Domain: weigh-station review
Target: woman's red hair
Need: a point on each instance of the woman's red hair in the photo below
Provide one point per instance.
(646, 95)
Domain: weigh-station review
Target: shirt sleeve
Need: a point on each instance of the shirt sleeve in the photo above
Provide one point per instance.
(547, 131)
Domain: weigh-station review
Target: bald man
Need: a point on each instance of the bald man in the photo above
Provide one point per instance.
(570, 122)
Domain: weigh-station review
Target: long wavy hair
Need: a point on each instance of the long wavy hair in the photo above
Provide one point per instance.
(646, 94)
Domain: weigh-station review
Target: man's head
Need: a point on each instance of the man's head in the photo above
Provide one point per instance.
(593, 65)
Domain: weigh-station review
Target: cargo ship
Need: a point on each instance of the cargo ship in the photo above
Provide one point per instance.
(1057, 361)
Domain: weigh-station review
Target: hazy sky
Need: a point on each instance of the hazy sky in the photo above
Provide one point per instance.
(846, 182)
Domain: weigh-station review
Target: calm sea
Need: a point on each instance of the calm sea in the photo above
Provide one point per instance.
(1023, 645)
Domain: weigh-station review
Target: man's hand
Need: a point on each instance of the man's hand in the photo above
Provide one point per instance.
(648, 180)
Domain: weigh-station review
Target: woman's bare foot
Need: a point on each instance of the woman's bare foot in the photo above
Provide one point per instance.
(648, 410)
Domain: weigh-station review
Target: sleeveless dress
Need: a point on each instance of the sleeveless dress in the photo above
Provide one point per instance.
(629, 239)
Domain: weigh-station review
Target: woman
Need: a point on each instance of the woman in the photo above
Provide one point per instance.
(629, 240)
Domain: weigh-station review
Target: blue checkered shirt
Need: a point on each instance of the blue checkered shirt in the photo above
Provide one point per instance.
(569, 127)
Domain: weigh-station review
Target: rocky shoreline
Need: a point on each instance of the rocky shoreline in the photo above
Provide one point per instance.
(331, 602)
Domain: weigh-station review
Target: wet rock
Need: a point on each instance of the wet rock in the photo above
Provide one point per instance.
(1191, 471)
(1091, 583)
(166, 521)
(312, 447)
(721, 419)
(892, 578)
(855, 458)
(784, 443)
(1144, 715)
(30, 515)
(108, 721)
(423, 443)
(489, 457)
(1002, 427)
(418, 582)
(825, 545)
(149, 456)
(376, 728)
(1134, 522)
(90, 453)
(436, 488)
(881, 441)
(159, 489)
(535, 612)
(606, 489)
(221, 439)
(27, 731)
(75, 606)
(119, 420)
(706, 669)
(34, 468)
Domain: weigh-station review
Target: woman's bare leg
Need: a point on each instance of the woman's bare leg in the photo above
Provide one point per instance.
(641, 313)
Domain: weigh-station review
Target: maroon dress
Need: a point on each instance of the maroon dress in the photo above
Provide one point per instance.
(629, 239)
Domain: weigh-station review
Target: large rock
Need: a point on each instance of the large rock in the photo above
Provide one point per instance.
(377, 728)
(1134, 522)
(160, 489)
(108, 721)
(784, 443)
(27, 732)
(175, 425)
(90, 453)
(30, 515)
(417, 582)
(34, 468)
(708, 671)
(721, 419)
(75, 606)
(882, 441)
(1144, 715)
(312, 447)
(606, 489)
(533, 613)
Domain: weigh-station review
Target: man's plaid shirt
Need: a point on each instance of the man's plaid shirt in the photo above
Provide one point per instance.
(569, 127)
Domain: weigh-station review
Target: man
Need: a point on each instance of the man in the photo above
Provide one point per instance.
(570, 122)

-*-

Please repeat all the records above exactly as they appear.

Domain: weigh-station review
Target: woman's red hair
Need: a point on each instance of the woman's red hair in the photo below
Provide one point per instance.
(646, 95)
Domain: weigh-station review
Target: shirt sleeve
Need: a point on each instance of the shirt sleeve in the photo above
Provide one point per instance.
(547, 131)
Domain: weigh-station review
Target: bald man
Need: a point on each instance of the bald man in the photo above
Provide one point per instance.
(570, 122)
Domain: weigh-station review
Target: long wavy hair
Need: a point on each instance of the long wavy hair in the photo above
Provide one point per instance.
(646, 94)
Domain: weigh-station review
Target: man's head
Need: a point on each instance of the man's head in the photo above
Provide one point per instance.
(593, 65)
Domain: weigh-station review
Target: cargo ship
Need: a point on each instance of the cargo ship in the photo above
Provide one point per instance.
(1057, 361)
Domain: weigh-station review
Target: hazy sky
Need: a point on each instance of the hazy sky in the photo above
Provide one point per instance.
(846, 182)
Domain: weigh-station review
Target: calm sea
Need: a point on each instance of the calm sea in the photo above
Provide one point per instance.
(1023, 645)
Domain: weigh-station review
Target: man's hand
Need: a point on each instance of the man's hand in the photo above
Provide one point per instance.
(648, 180)
Domain: weigh-station review
Target: woman's bare foot
Need: a point on each instance of the woman's bare foot in the photo above
Provide one point per instance.
(648, 410)
Domain: weigh-station review
Target: sleeveless dress
Need: a point on each instance of the sleeveless dress in the photo above
Provide one point per instance.
(629, 239)
Domain: weigh-station review
Target: woman
Need: a point on each instance of the woman in the photo above
Provide one point per instance.
(629, 240)
Domain: weigh-station review
Target: blue checkered shirt
Need: a point on each instance of the blue checkered shirt in the photo above
Provide one point per instance.
(569, 127)
Domain: weigh-station review
Target: rocky shoreline
Need: a point on each instance of the rocky shoreline in the photo above
Provide one point per instance.
(331, 602)
Domain: weigh-station review
Target: wet rock
Need: a point on each instance of the wet rock in the photo above
Provide one point per instance.
(1191, 471)
(1091, 583)
(166, 521)
(312, 447)
(721, 419)
(892, 578)
(855, 458)
(784, 443)
(1144, 715)
(30, 515)
(108, 721)
(423, 443)
(489, 457)
(1002, 427)
(418, 582)
(825, 545)
(149, 456)
(376, 728)
(1134, 522)
(90, 453)
(436, 488)
(881, 441)
(159, 489)
(535, 612)
(606, 489)
(221, 439)
(27, 731)
(75, 606)
(119, 420)
(706, 669)
(34, 468)
Domain: weigh-station review
Target: woman's bare leg
Need: a point on each instance of the woman's bare leg in the photo above
Provide one point per instance.
(641, 313)
Domain: weigh-station review
Target: maroon dress
Need: a point on each instance of the maroon dress in the photo above
Provide one point per instance.
(629, 239)
Domain: weigh-station review
Target: large rock
Need: a point on each instance of the large rock in the photo above
Provide one point per instance.
(377, 728)
(1134, 522)
(160, 489)
(108, 721)
(784, 443)
(27, 732)
(175, 425)
(90, 453)
(30, 515)
(417, 582)
(34, 468)
(708, 671)
(721, 419)
(75, 606)
(882, 441)
(1144, 715)
(312, 447)
(606, 489)
(533, 613)
Domain: weigh-station review
Target: man's plaid shirt
Need: a point on each instance of the man's plaid shirt in the photo above
Provide one point per instance.
(569, 127)
Domain: weigh-station review
Target: man
Need: a point on each instance of the man in the photo above
Provide one point per instance.
(570, 122)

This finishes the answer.